Saved entries:
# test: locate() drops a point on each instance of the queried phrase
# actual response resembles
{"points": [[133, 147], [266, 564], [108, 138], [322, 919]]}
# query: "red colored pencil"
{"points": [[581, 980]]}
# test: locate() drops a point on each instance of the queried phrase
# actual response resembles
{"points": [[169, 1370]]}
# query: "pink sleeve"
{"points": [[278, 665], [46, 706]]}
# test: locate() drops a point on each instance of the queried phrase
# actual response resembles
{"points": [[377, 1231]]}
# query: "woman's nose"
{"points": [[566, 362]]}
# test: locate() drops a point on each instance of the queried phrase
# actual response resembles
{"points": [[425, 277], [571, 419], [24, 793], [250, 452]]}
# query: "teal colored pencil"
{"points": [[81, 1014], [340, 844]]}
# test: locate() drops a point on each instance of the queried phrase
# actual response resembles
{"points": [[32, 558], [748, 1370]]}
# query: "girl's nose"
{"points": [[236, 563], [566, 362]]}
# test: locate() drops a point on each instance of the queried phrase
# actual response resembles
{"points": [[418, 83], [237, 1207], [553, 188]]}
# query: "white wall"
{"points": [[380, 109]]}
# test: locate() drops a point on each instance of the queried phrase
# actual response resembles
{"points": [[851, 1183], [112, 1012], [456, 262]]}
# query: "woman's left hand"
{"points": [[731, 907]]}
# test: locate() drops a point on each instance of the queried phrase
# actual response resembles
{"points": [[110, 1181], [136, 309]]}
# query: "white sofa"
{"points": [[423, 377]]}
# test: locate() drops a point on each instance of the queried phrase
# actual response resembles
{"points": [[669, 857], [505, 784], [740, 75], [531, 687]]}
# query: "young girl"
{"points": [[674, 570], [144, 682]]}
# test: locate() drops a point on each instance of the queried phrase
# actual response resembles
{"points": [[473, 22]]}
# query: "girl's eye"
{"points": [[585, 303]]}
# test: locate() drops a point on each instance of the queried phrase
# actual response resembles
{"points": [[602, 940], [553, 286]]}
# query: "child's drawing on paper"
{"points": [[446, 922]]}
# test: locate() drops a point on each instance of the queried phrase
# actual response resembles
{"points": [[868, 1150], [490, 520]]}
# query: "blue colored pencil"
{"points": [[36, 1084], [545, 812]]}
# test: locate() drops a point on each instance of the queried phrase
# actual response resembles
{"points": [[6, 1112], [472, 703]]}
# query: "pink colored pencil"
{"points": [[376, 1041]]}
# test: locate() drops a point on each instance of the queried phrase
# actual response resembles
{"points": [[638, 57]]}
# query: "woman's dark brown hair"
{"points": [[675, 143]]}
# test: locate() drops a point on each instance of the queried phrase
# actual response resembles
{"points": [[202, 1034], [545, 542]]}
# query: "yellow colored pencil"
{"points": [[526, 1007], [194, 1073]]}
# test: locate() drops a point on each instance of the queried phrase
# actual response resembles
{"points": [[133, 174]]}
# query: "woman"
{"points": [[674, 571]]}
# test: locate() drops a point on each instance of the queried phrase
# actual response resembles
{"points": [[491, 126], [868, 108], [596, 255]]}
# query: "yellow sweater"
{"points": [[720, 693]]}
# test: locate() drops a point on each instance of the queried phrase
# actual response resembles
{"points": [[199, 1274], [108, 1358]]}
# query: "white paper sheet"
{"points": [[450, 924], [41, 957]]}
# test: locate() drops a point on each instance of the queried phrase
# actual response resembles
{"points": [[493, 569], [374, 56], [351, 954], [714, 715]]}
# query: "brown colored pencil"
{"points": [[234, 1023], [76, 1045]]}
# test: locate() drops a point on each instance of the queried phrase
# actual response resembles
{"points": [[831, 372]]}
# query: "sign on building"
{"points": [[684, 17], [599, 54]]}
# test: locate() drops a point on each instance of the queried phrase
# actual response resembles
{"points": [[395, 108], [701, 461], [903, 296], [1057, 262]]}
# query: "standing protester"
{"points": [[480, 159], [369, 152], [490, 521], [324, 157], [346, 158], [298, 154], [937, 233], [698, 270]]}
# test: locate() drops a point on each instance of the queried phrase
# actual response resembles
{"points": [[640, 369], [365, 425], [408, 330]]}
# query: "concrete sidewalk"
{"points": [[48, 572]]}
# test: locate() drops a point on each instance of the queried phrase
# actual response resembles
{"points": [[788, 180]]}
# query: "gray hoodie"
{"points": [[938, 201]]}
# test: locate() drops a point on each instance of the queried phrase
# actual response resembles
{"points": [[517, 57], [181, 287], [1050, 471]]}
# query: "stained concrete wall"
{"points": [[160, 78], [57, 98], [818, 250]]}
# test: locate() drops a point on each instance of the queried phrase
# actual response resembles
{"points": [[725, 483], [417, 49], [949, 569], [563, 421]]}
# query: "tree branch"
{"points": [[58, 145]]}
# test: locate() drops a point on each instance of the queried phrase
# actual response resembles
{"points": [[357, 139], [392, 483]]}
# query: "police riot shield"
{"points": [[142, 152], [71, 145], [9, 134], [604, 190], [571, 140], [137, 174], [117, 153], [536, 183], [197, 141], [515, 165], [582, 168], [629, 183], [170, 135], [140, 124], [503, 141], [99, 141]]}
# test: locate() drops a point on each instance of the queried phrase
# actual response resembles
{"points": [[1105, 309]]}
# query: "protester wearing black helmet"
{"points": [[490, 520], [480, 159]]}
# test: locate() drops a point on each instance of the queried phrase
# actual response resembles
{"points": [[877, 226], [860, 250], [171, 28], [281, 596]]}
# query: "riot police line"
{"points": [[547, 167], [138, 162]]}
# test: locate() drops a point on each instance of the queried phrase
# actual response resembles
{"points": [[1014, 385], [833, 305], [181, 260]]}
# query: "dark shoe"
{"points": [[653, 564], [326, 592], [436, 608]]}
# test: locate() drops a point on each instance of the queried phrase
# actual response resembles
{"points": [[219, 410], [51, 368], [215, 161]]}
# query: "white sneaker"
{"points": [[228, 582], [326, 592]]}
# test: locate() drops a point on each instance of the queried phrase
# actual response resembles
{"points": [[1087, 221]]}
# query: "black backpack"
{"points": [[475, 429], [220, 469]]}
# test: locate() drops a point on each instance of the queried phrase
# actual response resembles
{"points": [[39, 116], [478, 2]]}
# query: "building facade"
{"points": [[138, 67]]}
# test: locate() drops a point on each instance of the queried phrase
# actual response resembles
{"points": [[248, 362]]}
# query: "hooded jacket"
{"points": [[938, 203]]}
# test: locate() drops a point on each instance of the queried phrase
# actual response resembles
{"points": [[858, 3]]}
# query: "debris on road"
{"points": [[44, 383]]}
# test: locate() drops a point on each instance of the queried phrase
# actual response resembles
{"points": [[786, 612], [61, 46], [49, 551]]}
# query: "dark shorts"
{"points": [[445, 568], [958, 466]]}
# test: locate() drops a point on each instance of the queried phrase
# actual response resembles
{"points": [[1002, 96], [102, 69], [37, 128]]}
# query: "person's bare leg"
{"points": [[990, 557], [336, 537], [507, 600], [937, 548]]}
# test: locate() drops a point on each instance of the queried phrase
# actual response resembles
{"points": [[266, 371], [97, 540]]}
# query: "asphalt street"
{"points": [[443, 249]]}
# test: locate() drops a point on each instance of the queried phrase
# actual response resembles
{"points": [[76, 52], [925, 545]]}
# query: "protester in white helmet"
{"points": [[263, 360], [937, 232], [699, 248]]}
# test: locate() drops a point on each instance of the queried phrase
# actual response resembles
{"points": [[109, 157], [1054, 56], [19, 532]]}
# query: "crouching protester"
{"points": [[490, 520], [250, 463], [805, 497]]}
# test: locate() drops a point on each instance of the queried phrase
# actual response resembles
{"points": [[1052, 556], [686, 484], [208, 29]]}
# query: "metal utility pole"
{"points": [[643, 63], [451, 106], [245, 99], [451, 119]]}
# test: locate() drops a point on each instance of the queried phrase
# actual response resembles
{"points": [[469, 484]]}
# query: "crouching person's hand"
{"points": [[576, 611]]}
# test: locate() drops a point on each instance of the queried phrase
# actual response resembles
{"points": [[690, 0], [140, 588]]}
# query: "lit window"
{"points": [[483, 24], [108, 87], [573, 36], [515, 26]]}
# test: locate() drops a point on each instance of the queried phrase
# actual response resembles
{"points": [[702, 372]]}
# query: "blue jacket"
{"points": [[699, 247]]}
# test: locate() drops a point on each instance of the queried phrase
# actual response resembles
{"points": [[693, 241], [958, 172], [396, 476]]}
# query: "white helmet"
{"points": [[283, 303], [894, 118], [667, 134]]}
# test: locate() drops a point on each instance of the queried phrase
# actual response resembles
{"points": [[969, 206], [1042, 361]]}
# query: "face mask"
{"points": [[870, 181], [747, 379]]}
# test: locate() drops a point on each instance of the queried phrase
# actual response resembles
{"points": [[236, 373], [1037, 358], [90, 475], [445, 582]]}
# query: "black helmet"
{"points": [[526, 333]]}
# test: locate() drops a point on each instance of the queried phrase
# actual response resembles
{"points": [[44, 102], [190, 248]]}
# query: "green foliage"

_GOAL_
Gather every line from the items above that contains the word "yellow", and copy each one unchanged.

_COMPLETED TASK_
# query: "yellow colored pencil"
# query: "yellow sweater"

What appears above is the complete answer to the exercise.